WHAT TO PRODUCE: Print the items word for word, beginning with the first one and stopping after the line that contains "[382,347,430,372]".
-- SOURCE DATA start --
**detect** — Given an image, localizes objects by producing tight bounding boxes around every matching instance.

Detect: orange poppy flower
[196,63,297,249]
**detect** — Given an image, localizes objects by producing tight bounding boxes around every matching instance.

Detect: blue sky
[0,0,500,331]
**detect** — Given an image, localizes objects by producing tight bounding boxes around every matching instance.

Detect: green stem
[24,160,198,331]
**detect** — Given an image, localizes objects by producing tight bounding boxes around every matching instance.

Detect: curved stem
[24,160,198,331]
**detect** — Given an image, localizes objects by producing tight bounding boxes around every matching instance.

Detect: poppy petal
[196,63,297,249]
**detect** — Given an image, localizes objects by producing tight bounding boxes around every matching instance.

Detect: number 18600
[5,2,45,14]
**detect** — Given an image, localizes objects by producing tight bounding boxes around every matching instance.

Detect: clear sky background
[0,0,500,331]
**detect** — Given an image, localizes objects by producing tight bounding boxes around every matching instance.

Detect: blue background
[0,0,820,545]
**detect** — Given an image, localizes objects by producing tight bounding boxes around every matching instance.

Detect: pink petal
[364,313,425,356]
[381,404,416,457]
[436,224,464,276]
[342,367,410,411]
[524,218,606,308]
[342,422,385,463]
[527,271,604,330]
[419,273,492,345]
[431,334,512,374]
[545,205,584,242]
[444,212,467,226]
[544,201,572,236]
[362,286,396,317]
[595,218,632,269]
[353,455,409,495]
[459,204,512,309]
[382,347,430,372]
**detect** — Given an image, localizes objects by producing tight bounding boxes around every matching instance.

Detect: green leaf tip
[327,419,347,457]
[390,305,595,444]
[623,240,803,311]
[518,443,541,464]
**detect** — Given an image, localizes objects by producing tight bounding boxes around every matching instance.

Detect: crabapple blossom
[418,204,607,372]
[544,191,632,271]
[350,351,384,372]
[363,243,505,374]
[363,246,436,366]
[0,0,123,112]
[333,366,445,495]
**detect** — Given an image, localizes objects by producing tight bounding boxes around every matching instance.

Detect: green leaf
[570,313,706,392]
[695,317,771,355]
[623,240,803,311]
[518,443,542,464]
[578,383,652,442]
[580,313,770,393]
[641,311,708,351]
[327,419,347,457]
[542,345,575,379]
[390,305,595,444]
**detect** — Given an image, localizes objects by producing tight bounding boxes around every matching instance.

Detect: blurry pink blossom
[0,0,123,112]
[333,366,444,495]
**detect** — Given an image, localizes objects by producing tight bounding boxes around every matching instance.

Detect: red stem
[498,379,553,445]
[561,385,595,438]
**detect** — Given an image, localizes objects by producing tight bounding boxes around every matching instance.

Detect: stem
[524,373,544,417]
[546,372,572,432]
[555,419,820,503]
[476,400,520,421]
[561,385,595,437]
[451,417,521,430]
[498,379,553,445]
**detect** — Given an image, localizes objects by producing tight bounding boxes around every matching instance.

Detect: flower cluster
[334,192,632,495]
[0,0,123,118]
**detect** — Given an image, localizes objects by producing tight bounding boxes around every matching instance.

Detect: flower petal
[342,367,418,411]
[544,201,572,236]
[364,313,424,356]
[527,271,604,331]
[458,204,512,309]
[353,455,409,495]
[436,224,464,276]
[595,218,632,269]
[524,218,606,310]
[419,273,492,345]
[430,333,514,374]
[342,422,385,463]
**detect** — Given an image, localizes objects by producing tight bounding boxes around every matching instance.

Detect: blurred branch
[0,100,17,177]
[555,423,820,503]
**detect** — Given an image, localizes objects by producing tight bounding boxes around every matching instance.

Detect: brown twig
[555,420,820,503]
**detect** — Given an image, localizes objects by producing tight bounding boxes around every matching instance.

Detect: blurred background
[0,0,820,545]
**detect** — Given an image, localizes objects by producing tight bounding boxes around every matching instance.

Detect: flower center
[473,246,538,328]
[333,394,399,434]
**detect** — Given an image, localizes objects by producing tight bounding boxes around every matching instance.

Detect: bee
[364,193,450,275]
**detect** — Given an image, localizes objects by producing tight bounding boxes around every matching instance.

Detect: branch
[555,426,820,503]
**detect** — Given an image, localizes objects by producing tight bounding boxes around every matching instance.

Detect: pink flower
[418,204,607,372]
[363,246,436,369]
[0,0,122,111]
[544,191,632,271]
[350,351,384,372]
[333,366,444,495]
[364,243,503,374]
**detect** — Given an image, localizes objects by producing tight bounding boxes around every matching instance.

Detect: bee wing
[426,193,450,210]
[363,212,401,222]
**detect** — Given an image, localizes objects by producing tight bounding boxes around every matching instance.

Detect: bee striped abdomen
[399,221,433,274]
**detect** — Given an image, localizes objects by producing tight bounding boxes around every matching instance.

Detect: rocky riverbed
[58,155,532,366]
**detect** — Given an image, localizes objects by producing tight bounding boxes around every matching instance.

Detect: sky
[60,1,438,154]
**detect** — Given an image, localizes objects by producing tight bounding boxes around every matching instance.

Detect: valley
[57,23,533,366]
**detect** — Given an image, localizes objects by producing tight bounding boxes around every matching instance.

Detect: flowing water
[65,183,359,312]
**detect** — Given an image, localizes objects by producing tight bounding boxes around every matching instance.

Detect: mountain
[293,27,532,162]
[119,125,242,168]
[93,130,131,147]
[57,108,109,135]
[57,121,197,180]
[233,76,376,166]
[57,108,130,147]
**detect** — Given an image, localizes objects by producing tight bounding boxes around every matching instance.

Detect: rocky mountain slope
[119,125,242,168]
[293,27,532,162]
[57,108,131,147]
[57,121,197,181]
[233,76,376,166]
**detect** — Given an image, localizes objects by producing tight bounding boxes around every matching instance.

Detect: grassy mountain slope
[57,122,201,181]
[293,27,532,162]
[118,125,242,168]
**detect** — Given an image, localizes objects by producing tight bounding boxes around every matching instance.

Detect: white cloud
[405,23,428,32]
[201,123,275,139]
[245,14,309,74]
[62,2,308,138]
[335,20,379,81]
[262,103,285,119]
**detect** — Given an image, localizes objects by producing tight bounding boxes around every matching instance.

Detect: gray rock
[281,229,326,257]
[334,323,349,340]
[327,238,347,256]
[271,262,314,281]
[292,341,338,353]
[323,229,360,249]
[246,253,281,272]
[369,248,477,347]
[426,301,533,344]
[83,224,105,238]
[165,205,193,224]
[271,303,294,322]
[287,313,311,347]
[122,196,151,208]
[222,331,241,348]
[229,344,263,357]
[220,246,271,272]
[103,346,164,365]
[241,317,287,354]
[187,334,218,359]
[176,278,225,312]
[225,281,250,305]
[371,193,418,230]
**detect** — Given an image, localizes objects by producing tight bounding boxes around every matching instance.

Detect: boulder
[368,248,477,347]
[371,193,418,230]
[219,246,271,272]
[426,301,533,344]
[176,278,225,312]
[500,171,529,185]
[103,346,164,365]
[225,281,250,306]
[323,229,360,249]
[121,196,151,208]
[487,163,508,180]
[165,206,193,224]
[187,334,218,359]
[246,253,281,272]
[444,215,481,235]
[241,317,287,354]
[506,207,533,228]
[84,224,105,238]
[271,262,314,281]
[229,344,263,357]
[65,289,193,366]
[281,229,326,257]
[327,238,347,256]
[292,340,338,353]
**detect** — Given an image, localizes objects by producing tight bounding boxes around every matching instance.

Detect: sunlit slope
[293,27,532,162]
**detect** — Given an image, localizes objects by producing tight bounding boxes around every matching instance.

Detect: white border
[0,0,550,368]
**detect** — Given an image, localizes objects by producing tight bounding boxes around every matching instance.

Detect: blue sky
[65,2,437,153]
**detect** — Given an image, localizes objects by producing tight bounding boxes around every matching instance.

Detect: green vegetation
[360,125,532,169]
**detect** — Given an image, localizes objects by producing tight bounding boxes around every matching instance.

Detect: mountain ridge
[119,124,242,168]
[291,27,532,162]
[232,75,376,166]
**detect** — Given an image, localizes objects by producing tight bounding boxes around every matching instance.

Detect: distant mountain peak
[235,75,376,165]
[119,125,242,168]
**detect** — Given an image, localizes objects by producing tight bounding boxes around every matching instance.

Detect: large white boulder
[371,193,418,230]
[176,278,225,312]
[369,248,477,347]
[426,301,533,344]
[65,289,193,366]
-- SOURCE DATA end --
RESULT FOR THIS TASK:
**detect** — Given an image, localizes objects by producing tight bounding boxes around every matching instance.

Detect: orange poppy flower
[196,63,297,249]
**detect** — Given an image, localizes objects by producing tight bounding boxes around every matching instance.

Detect: blue sky
[0,0,500,331]
**detect** — Given an image, localizes objects by producing tight bounding boxes around every matching instance.

Detect: green stem
[24,160,198,331]
**detect** — Given an image, localizes objects by producing tight bounding boxes around every matching instance.

Detect: curved stem
[24,160,198,331]
**detect** — Given an image, localizes objects by producing tight bounding boxes around every matching instance.

Detect: poppy petal
[196,63,297,249]
**detect** — Given an image, localizes objects by producing tight bounding boxes around every matching instance.

Detect: number 18600
[5,2,45,14]
**detect** — Given an image, localizes objects by producing tight bounding boxes around every matching instance.

Detect: clear sky background
[0,0,500,331]
**detect** — Given an image, localizes objects by producing tight bounding boxes around every matching instance.

Detect: blue background
[0,0,820,545]
**detect** — Given an image, localizes objects by producing tight bounding boxes around every matching instance.

Detect: pink petal
[364,313,425,356]
[381,404,416,457]
[436,224,464,276]
[342,367,410,411]
[524,218,606,308]
[342,422,385,463]
[527,271,604,330]
[419,273,492,345]
[431,334,512,374]
[545,205,584,242]
[444,212,467,226]
[544,201,572,236]
[362,286,396,317]
[595,218,632,269]
[353,455,409,495]
[459,204,512,309]
[382,347,430,372]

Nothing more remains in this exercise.